INSTRUCTIONS TO FOLLOW:
Pick out every line of the listing below that contains the string "shingle", and copy each such line in full. Treat uppercase and lowercase letters as distinct when matching.

Data entries
◆ ◆ ◆

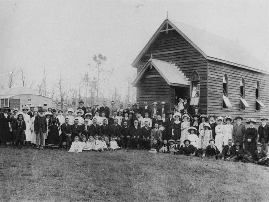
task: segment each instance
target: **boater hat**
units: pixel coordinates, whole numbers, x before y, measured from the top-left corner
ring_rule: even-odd
[[[197,132],[197,129],[196,129],[196,128],[195,127],[193,127],[193,126],[191,126],[189,127],[188,128],[188,130],[187,130],[187,131],[188,131],[188,132],[190,133],[191,130],[194,130],[195,134],[196,134],[196,133]]]

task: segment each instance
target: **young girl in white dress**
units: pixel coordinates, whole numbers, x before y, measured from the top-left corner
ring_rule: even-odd
[[[201,122],[199,125],[199,129],[198,130],[199,132],[199,144],[198,145],[198,149],[203,149],[204,147],[203,144],[203,137],[204,137],[205,133],[204,126],[206,123],[206,121],[208,120],[208,118],[206,115],[202,114],[200,116],[200,119]]]
[[[223,121],[223,118],[221,117],[218,117],[217,119],[218,125],[215,127],[215,131],[216,132],[216,137],[215,137],[215,141],[216,143],[215,143],[215,145],[221,153],[222,151],[222,146],[223,144],[224,126],[222,124]]]
[[[234,119],[231,117],[226,116],[223,121],[226,123],[223,126],[223,142],[225,146],[228,144],[228,140],[232,139],[232,133],[234,128],[232,123],[234,123]]]
[[[199,138],[196,134],[197,129],[195,127],[192,126],[188,128],[188,132],[190,133],[188,135],[188,139],[191,141],[190,144],[191,144],[197,148],[197,145],[199,143]]]
[[[79,142],[78,136],[76,136],[74,138],[75,141],[72,142],[71,147],[68,152],[78,153],[82,152],[83,147],[81,145],[81,142]]]
[[[208,123],[205,123],[204,126],[204,128],[205,131],[202,138],[203,149],[205,149],[210,144],[209,141],[212,139],[213,135],[210,124]]]
[[[181,130],[181,136],[180,136],[180,146],[183,144],[183,142],[188,137],[189,133],[188,128],[191,127],[191,124],[189,122],[190,117],[187,114],[184,114],[182,116],[183,122],[181,123],[180,129]]]
[[[114,151],[115,150],[118,150],[120,149],[120,147],[118,146],[118,143],[116,141],[116,138],[115,137],[113,137],[111,139],[110,143],[110,149]]]
[[[99,152],[102,152],[102,146],[101,146],[101,141],[99,140],[99,136],[96,135],[94,136],[94,144],[92,148],[92,150],[95,152],[98,151]]]
[[[31,118],[31,144],[35,144],[35,133],[34,130],[34,123],[35,116],[38,114],[37,111],[34,111],[34,116]]]

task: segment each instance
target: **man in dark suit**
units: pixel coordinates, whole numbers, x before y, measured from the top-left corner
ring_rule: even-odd
[[[62,133],[61,133],[62,141],[65,142],[65,145],[64,146],[65,149],[68,148],[69,147],[69,143],[72,142],[71,139],[71,135],[72,132],[71,129],[71,125],[68,124],[69,119],[68,118],[66,118],[64,120],[64,123],[61,125],[61,130]]]
[[[39,114],[35,116],[34,123],[34,131],[35,133],[36,146],[39,149],[39,142],[40,148],[43,149],[45,146],[45,135],[47,132],[47,120],[43,114],[45,112],[44,109],[40,108],[38,110]]]
[[[101,129],[99,125],[97,124],[97,120],[95,118],[92,119],[93,124],[90,126],[91,130],[91,136],[93,137],[95,136],[96,135],[100,136],[101,135]]]
[[[138,126],[138,121],[135,120],[134,125],[130,128],[131,147],[132,148],[136,148],[137,144],[139,143],[139,138],[141,138],[142,131],[141,128]],[[140,145],[142,147],[142,145]]]
[[[84,111],[84,113],[83,115],[81,115],[81,117],[83,118],[84,118],[84,114],[87,113],[87,110],[86,109],[86,108],[83,106],[83,104],[84,104],[84,102],[83,100],[80,100],[78,103],[79,104],[79,106],[77,108],[77,109],[82,109]]]
[[[78,125],[78,119],[75,118],[74,121],[74,124],[71,125],[71,139],[72,140],[74,140],[74,138],[76,136],[78,136],[79,139],[81,139],[81,131],[80,130],[80,128],[79,126]]]
[[[103,102],[103,106],[100,108],[100,115],[103,112],[105,112],[105,116],[108,118],[109,117],[109,108],[106,106],[106,102],[105,101]],[[113,112],[111,112],[111,113]]]
[[[88,138],[89,138],[91,134],[90,126],[88,125],[88,123],[89,120],[87,119],[85,119],[84,121],[84,123],[82,124],[80,126],[82,136],[86,137],[87,140]]]
[[[27,114],[30,116],[31,118],[34,117],[34,111],[35,111],[35,106],[34,105],[30,105],[30,111],[27,113]]]
[[[97,111],[99,112],[100,111],[100,110],[98,108],[98,105],[99,105],[98,104],[98,103],[94,103],[94,104],[93,104],[93,107],[92,109],[92,117],[94,117],[95,116],[95,112]]]
[[[209,141],[209,144],[210,144],[203,151],[202,157],[203,158],[205,156],[209,157],[216,157],[218,154],[219,153],[219,151],[214,144],[215,143],[215,140],[213,139]]]
[[[143,149],[149,149],[150,148],[150,132],[151,128],[148,125],[148,121],[145,122],[145,126],[141,128],[142,132],[141,141]]]
[[[149,114],[149,117],[151,118],[151,109],[149,106],[148,105],[148,102],[145,101],[144,103],[145,106],[143,107],[142,109],[142,116],[143,118],[145,118],[145,113],[147,112]]]
[[[224,161],[229,161],[232,160],[232,158],[235,154],[235,148],[232,145],[233,140],[228,140],[228,145],[225,145],[222,149],[221,153],[217,155],[218,158]]]
[[[101,135],[108,137],[109,136],[110,126],[107,124],[106,119],[103,119],[103,124],[100,126],[101,130]]]

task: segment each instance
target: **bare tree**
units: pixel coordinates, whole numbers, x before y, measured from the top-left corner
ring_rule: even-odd
[[[56,86],[59,90],[60,91],[60,97],[61,98],[61,109],[63,110],[63,106],[64,104],[64,95],[66,94],[64,91],[62,87],[62,82],[63,82],[63,79],[62,78],[62,77],[60,76],[60,78],[58,80],[58,83],[57,84],[57,85]]]
[[[45,68],[44,68],[44,77],[42,80],[42,82],[44,84],[44,95],[47,96],[47,72]]]
[[[14,80],[14,77],[17,75],[17,70],[15,70],[15,68],[8,75],[8,78],[9,80],[8,81],[8,88],[11,88],[15,84],[15,81]]]
[[[24,68],[20,68],[20,73],[21,73],[21,80],[22,81],[22,85],[23,87],[25,86],[25,75],[24,72]]]

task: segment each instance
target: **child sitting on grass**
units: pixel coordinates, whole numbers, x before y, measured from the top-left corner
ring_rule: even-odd
[[[162,147],[159,150],[159,151],[161,153],[167,153],[168,152],[168,148],[169,147],[169,145],[167,143],[167,141],[166,140],[163,140],[163,145],[162,145]]]
[[[266,152],[262,149],[263,145],[258,143],[256,145],[257,150],[254,153],[254,163],[259,165],[269,166],[269,157]]]
[[[89,147],[87,144],[87,142],[86,141],[86,136],[82,136],[81,140],[81,146],[82,147],[83,150],[84,151],[88,151],[91,149],[91,148]]]
[[[74,138],[75,142],[72,142],[71,147],[68,152],[78,153],[82,152],[83,147],[81,145],[81,142],[78,141],[79,138],[78,136],[76,136]]]
[[[114,151],[115,150],[118,150],[120,149],[120,147],[118,146],[118,143],[116,142],[116,138],[115,137],[113,137],[111,139],[111,141],[110,141],[110,148]]]
[[[101,152],[102,146],[101,146],[101,141],[99,140],[99,136],[96,135],[94,136],[94,144],[92,148],[92,150],[95,152],[98,151],[99,152]]]
[[[106,142],[105,141],[105,137],[102,137],[101,138],[101,142],[100,143],[101,146],[102,147],[102,151],[108,151],[107,147],[106,146]]]

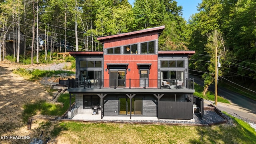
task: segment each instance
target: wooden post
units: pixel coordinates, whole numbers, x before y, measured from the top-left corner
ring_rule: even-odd
[[[130,98],[130,119],[132,119],[132,99],[136,95],[136,94],[134,94],[132,95],[132,94],[125,94]]]
[[[71,93],[69,93],[69,111],[71,111],[71,98],[72,96]]]
[[[101,102],[101,104],[100,105],[100,106],[101,106],[101,119],[103,118],[103,98],[104,97],[108,94],[97,94],[98,96],[100,98],[100,101]]]

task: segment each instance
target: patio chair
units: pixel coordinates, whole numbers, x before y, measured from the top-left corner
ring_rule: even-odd
[[[166,82],[166,81],[165,81]],[[162,82],[162,86],[161,86],[161,87],[162,88],[169,88],[170,87],[170,85],[167,85],[167,84],[165,84],[164,82]]]
[[[98,106],[94,106],[93,107],[93,113],[92,113],[92,115],[95,115],[96,114],[99,115]]]

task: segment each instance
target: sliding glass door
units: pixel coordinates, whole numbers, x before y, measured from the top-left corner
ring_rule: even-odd
[[[142,114],[142,98],[132,99],[132,111],[130,112],[130,99],[119,98],[119,115],[141,115]]]

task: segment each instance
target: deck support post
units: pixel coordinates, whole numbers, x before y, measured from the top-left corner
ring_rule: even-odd
[[[101,107],[101,110],[100,111],[101,111],[101,119],[103,118],[103,99],[104,97],[107,95],[107,94],[97,94],[97,95],[98,95],[98,96],[99,96],[100,98],[100,106]]]
[[[71,93],[69,93],[69,111],[71,111],[71,98],[72,98],[72,96],[71,95]]]
[[[157,117],[158,116],[158,104],[159,104],[159,102],[160,101],[160,98],[164,96],[164,94],[154,94],[154,95],[157,98],[157,106],[156,106],[156,114]]]
[[[132,99],[136,95],[136,94],[125,94],[126,96],[130,98],[130,119],[132,119]]]

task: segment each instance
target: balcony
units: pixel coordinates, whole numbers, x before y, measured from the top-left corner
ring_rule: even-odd
[[[194,89],[194,79],[90,79],[68,80],[69,89]]]

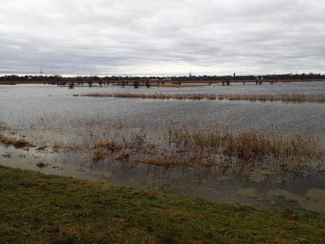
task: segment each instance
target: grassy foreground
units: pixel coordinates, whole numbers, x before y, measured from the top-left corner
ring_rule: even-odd
[[[0,166],[0,243],[324,243],[325,220]]]

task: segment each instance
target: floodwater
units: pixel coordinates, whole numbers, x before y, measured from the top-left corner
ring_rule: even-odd
[[[73,97],[89,93],[215,94],[325,94],[324,82],[241,83],[229,86],[135,89],[34,84],[0,86],[0,130],[34,142],[66,139],[83,130],[114,127],[156,133],[173,127],[305,133],[325,142],[325,104],[227,100],[161,100]],[[38,162],[49,165],[39,168]],[[240,174],[217,167],[165,168],[140,163],[89,164],[73,153],[57,154],[0,146],[0,164],[190,196],[261,207],[313,211],[325,217],[325,173],[270,169]]]

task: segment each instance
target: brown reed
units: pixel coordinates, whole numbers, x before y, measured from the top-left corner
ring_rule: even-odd
[[[222,153],[244,160],[273,156],[288,161],[305,162],[325,156],[324,146],[304,135],[261,135],[254,131],[232,133],[225,130],[175,130],[170,140],[182,148],[206,154]]]
[[[0,134],[0,142],[6,145],[12,145],[16,147],[19,148],[25,147],[29,145],[28,141],[25,138],[17,139],[1,134]]]
[[[325,95],[305,95],[302,94],[282,94],[276,95],[233,95],[233,94],[202,94],[199,93],[92,93],[82,95],[84,97],[109,97],[117,98],[135,98],[142,99],[160,99],[176,100],[248,100],[252,101],[276,101],[295,102],[325,102]]]

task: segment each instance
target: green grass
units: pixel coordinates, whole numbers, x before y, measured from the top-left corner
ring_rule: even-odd
[[[324,243],[325,220],[0,167],[0,243]]]

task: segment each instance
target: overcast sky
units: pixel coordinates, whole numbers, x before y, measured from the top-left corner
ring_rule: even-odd
[[[0,0],[0,73],[325,73],[324,0]]]

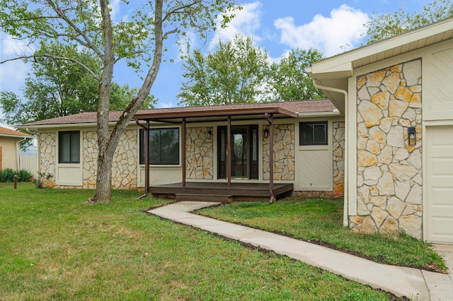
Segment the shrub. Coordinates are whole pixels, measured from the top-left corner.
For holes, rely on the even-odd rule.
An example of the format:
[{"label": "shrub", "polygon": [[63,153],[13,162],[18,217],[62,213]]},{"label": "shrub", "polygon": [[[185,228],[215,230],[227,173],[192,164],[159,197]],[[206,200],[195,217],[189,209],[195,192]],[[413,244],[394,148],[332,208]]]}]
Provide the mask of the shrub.
[{"label": "shrub", "polygon": [[30,177],[29,179],[32,183],[36,185],[36,187],[42,188],[42,184],[45,182],[47,182],[52,177],[53,177],[53,175],[48,172],[38,172],[38,178]]},{"label": "shrub", "polygon": [[13,170],[11,168],[5,168],[0,170],[0,182],[14,182],[14,176],[17,176],[18,182],[30,182],[30,178],[33,175],[28,170]]}]

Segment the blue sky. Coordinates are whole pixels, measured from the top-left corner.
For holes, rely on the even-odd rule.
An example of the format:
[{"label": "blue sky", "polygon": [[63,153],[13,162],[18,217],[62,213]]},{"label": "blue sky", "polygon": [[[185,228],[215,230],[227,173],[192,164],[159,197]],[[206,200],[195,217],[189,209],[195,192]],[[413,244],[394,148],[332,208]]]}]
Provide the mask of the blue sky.
[{"label": "blue sky", "polygon": [[[193,48],[209,52],[219,39],[225,40],[235,33],[241,33],[253,37],[256,45],[265,49],[275,61],[296,47],[316,48],[330,57],[360,45],[363,24],[373,13],[394,12],[400,8],[408,12],[421,11],[432,0],[238,0],[243,9],[236,13],[236,17],[227,28],[213,33],[204,42],[193,38],[191,45]],[[127,16],[127,10],[119,0],[113,0],[112,6],[114,19]],[[20,44],[6,35],[1,34],[0,40],[1,59],[20,49]],[[167,59],[163,62],[151,88],[151,93],[159,99],[158,107],[178,106],[176,94],[183,80],[178,48],[175,44],[166,46],[168,49],[166,57],[175,61]],[[0,90],[20,95],[28,71],[29,65],[20,61],[0,65]],[[115,67],[114,81],[131,87],[141,85],[139,76],[124,65]]]}]

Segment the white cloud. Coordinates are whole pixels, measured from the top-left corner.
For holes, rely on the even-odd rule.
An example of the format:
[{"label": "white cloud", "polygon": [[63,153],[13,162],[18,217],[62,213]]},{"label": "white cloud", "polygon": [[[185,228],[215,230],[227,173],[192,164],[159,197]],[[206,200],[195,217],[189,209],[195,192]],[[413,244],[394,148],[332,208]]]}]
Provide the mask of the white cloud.
[{"label": "white cloud", "polygon": [[274,26],[281,30],[281,43],[292,48],[317,49],[331,57],[344,51],[345,46],[357,46],[368,20],[367,13],[343,4],[332,10],[330,17],[316,15],[301,26],[292,17],[277,19]]},{"label": "white cloud", "polygon": [[[234,11],[233,13],[236,16],[228,24],[228,26],[223,29],[218,29],[211,42],[210,49],[214,48],[219,40],[231,40],[236,33],[241,33],[243,35],[252,37],[255,42],[260,42],[260,38],[254,35],[254,32],[260,28],[260,18],[261,11],[260,10],[263,4],[260,1],[243,4],[243,9]],[[219,17],[222,18],[222,17]],[[219,28],[219,20],[217,21],[217,27]]]},{"label": "white cloud", "polygon": [[156,104],[156,109],[167,109],[168,107],[176,107],[176,105],[171,102],[158,101]]},{"label": "white cloud", "polygon": [[[7,60],[18,56],[30,55],[35,52],[33,45],[25,40],[14,40],[9,35],[1,34],[0,39],[0,61]],[[21,94],[27,73],[30,71],[30,64],[22,60],[10,61],[1,64],[0,68],[0,90],[11,91]]]},{"label": "white cloud", "polygon": [[120,4],[121,3],[121,0],[113,0],[110,4],[108,5],[112,10],[110,12],[110,16],[112,20],[117,20],[118,16],[120,16]]}]

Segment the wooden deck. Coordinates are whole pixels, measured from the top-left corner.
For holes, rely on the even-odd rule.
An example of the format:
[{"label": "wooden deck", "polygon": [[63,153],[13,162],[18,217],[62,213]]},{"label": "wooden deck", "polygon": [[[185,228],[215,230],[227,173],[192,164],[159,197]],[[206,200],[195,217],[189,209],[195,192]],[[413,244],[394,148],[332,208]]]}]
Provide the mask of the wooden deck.
[{"label": "wooden deck", "polygon": [[[289,195],[293,190],[292,183],[274,184],[273,194],[276,199]],[[270,198],[268,183],[231,183],[231,188],[226,182],[188,182],[183,183],[150,186],[148,192],[157,197],[176,199],[180,201],[257,201]]]}]

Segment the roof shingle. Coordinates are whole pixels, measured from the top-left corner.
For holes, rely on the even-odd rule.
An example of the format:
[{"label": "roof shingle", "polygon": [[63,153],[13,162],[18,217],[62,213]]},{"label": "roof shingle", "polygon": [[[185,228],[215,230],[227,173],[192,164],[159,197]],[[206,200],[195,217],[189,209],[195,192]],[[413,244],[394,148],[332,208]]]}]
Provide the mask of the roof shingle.
[{"label": "roof shingle", "polygon": [[[140,119],[140,116],[152,116],[153,118],[159,119],[159,115],[168,115],[180,117],[185,117],[186,114],[194,112],[212,112],[213,116],[216,116],[219,112],[226,110],[244,110],[266,109],[278,107],[282,110],[289,111],[291,112],[298,113],[310,113],[310,112],[333,112],[336,107],[329,100],[299,100],[299,101],[287,101],[281,102],[266,102],[266,103],[253,103],[253,104],[236,104],[236,105],[212,105],[204,107],[171,107],[162,109],[148,109],[140,110],[134,116],[134,119]],[[110,122],[116,122],[118,120],[122,111],[111,111],[109,114]],[[41,120],[35,122],[30,122],[23,124],[21,127],[43,126],[43,125],[57,125],[57,124],[88,124],[96,122],[96,112],[86,112],[84,113],[76,114],[74,115],[64,116],[62,117],[52,118],[50,119]],[[179,116],[180,115],[180,116]]]},{"label": "roof shingle", "polygon": [[33,135],[29,135],[21,131],[14,131],[13,129],[6,129],[6,127],[0,126],[0,136],[8,136],[15,137],[33,137]]}]

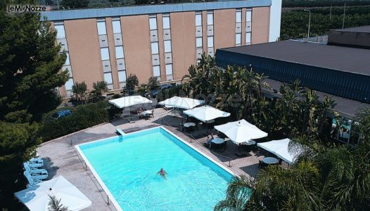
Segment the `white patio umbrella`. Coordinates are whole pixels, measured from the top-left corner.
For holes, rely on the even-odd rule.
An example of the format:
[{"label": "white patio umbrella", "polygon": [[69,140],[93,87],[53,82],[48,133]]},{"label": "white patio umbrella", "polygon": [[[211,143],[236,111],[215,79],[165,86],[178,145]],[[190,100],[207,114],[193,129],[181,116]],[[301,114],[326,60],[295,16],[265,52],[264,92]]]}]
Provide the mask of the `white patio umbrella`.
[{"label": "white patio umbrella", "polygon": [[258,143],[257,145],[264,150],[274,154],[288,163],[292,164],[300,151],[298,149],[293,151],[289,151],[289,143],[291,142],[292,142],[292,140],[286,138],[281,140],[273,140],[267,142]]},{"label": "white patio umbrella", "polygon": [[91,205],[91,201],[63,176],[40,182],[14,195],[31,211],[49,210],[49,196],[60,200],[60,204],[71,211],[80,210]]},{"label": "white patio umbrella", "polygon": [[184,109],[191,109],[204,103],[204,100],[174,96],[158,102],[159,104]]},{"label": "white patio umbrella", "polygon": [[109,103],[115,105],[116,107],[123,109],[141,104],[152,103],[153,101],[143,97],[140,95],[127,96],[117,99],[108,100]]},{"label": "white patio umbrella", "polygon": [[222,111],[208,105],[184,111],[184,114],[193,116],[203,122],[207,122],[219,117],[227,117],[230,116],[230,113]]},{"label": "white patio umbrella", "polygon": [[236,144],[241,144],[250,139],[260,139],[267,137],[268,135],[245,119],[217,125],[215,126],[215,129],[226,135]]}]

◆ ◆ ◆

COMPLETE ANSWER:
Segment the roof shingle. Coordinates are whole pixels, measured from the top-left corner.
[{"label": "roof shingle", "polygon": [[63,153],[13,162],[18,217],[62,213]]},{"label": "roof shingle", "polygon": [[[185,228],[215,230],[227,173],[192,164],[159,197]],[[206,200],[195,217],[189,209],[195,192]],[[413,244],[394,148],[332,208]]]}]
Provide the mask of the roof shingle.
[{"label": "roof shingle", "polygon": [[[140,119],[140,116],[152,116],[153,118],[159,119],[159,115],[168,115],[180,117],[185,117],[186,114],[194,112],[212,112],[213,116],[216,116],[219,112],[226,110],[244,110],[266,109],[278,107],[282,110],[289,111],[291,112],[298,113],[310,113],[310,112],[333,112],[336,107],[329,100],[299,100],[299,101],[287,101],[281,102],[266,102],[266,103],[253,103],[253,104],[236,104],[236,105],[212,105],[204,107],[171,107],[162,109],[148,109],[140,110],[134,116],[134,119]],[[110,122],[116,122],[118,120],[122,111],[111,111],[109,114]],[[41,120],[35,122],[30,122],[23,124],[21,127],[43,126],[43,125],[57,125],[57,124],[88,124],[96,122],[96,112],[86,112],[84,113],[76,114],[74,115],[64,116],[62,117],[52,118],[50,119]],[[179,116],[180,115],[180,116]]]},{"label": "roof shingle", "polygon": [[33,135],[29,135],[21,131],[14,131],[13,129],[6,129],[6,127],[0,126],[0,136],[8,136],[15,137],[33,137]]}]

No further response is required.